PROBLEM DETAILS - Rewrite the entries as a numbered list, one line per item with blank lines omitted, from the line containing "# test: locate() drops one marker on the blue" through the end of the entries.

STORED ROWS -
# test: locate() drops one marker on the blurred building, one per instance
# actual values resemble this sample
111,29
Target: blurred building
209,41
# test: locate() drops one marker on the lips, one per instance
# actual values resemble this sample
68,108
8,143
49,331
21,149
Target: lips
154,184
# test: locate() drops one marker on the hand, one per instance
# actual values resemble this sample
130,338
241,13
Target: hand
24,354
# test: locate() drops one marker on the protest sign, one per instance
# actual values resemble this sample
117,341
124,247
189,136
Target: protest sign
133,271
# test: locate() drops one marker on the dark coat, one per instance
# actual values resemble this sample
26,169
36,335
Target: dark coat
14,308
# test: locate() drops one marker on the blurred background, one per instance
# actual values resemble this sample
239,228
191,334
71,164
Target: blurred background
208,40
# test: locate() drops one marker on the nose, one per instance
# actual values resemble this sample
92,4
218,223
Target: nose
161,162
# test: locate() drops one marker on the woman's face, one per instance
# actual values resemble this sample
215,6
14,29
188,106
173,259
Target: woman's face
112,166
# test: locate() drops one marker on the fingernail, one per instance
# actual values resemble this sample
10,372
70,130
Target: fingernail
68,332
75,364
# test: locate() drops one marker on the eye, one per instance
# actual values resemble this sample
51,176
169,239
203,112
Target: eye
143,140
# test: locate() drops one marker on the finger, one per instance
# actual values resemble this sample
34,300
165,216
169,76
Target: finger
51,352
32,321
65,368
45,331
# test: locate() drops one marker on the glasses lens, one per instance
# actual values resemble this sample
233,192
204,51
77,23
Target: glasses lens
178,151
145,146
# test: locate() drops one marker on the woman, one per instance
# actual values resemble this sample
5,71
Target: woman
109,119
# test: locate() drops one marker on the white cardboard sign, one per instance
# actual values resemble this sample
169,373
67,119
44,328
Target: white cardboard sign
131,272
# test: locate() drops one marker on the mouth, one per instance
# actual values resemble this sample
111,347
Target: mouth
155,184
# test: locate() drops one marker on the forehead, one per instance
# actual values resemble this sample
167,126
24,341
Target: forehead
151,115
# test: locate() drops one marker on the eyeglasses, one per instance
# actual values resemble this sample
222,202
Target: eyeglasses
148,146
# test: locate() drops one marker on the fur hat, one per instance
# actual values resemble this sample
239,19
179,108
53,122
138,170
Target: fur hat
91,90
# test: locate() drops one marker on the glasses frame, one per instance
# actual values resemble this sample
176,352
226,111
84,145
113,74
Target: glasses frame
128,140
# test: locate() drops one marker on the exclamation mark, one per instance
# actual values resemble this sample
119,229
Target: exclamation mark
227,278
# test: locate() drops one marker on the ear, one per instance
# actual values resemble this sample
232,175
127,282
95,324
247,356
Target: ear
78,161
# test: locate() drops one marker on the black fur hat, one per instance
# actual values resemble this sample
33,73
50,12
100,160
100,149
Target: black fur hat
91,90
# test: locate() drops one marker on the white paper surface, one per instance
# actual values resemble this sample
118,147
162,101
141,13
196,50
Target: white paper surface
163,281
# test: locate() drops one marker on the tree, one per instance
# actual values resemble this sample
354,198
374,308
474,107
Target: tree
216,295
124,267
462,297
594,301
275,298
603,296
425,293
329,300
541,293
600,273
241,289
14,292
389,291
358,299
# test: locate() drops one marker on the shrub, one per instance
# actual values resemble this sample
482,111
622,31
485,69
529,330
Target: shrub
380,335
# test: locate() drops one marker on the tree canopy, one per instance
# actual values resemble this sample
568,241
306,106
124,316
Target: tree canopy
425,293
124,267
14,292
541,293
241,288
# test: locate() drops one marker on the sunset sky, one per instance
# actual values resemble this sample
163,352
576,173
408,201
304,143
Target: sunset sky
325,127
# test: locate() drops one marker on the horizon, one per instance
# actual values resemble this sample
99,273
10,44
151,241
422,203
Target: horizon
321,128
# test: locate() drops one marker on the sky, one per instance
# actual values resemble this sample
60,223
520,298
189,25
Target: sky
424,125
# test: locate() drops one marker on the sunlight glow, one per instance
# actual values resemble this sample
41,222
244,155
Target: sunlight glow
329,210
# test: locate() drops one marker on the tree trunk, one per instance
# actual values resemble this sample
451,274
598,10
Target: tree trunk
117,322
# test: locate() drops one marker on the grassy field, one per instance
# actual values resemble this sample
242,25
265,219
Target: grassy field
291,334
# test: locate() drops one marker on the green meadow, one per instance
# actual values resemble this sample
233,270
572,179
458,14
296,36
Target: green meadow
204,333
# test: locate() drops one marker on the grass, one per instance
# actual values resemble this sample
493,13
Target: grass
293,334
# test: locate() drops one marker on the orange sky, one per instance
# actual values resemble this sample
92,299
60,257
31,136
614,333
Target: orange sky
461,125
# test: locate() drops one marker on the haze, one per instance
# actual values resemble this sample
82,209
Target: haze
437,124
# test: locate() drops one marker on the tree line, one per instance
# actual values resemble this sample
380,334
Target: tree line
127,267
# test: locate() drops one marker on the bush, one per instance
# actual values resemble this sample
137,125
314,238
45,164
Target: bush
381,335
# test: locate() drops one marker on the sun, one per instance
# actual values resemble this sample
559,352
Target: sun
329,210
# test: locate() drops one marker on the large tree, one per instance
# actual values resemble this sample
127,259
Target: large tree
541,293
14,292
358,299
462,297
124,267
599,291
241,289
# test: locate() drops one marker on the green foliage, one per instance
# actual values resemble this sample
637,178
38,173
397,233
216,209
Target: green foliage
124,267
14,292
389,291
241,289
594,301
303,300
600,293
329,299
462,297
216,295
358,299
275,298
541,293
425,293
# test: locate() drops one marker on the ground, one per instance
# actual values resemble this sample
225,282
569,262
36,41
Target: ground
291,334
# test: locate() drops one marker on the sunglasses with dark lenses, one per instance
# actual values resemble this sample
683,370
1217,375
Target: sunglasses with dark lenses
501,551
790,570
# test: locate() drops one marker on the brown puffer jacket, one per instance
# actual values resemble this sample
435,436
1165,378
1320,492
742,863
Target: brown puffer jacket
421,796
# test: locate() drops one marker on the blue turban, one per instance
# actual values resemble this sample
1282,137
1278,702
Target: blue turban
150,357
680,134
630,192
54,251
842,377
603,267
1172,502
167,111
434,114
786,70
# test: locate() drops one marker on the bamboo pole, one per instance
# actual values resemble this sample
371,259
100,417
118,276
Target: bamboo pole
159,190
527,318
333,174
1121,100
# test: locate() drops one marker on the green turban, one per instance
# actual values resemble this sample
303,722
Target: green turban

TASK ANSWER -
1. # test: locate() drops one marker on the blue turban, one per instance
2. # actual values resemble this sample
3. 1282,137
4. 1278,702
5. Target: blue turban
6. 150,357
7. 680,134
8. 630,192
9. 54,251
10. 842,377
11. 603,267
12. 1172,502
13. 167,111
14. 434,114
15. 786,70
16. # test: locate() drops one marker on the bamboo pole, one per instance
17. # actual values resemble this sample
18. 371,259
19. 100,417
20. 118,276
21. Target: bamboo pole
22. 159,190
23. 527,318
24. 333,174
25. 1121,100
26. # test: locate() drops one marker on the green turban, one per instance
27. # actual values resemble this sample
28. 303,722
29. Target: green turban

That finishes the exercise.